▶ **Task instructions**:
Determine how many lines in the records below contain the word "white". Give only the number.

* BEGIN Raw data *

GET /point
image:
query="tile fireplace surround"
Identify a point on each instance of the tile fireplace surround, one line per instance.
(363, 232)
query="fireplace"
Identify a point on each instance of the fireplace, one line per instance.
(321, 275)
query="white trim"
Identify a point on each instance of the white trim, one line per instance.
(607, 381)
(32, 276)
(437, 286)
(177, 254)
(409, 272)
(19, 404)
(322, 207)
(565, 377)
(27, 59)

* END Raw data *
* BEGIN Raw data *

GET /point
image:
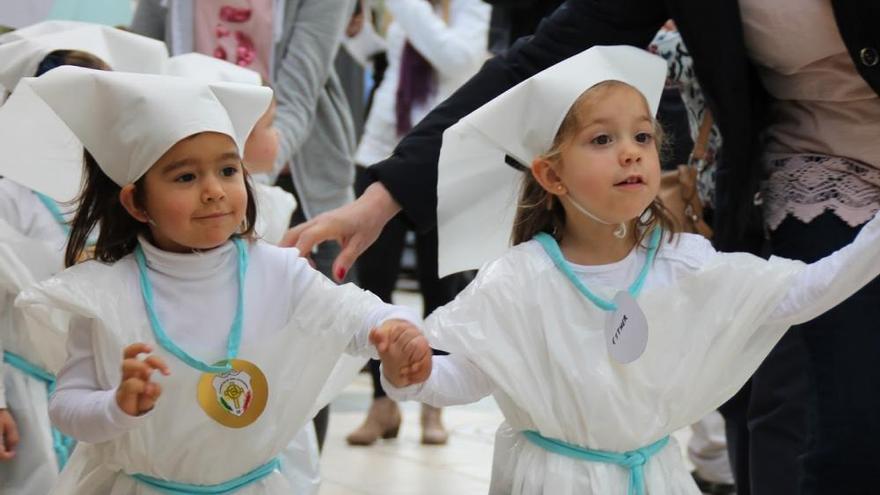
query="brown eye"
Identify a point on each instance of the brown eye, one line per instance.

* END Raw data *
* BEGIN Raw data *

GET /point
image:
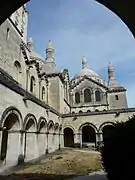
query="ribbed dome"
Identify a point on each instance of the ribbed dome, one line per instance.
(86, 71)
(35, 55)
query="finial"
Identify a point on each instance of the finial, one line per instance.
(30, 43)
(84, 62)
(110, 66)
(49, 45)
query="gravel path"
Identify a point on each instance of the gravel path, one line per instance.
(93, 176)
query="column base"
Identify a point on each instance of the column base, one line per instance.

* END Raw data *

▶ **Task answer**:
2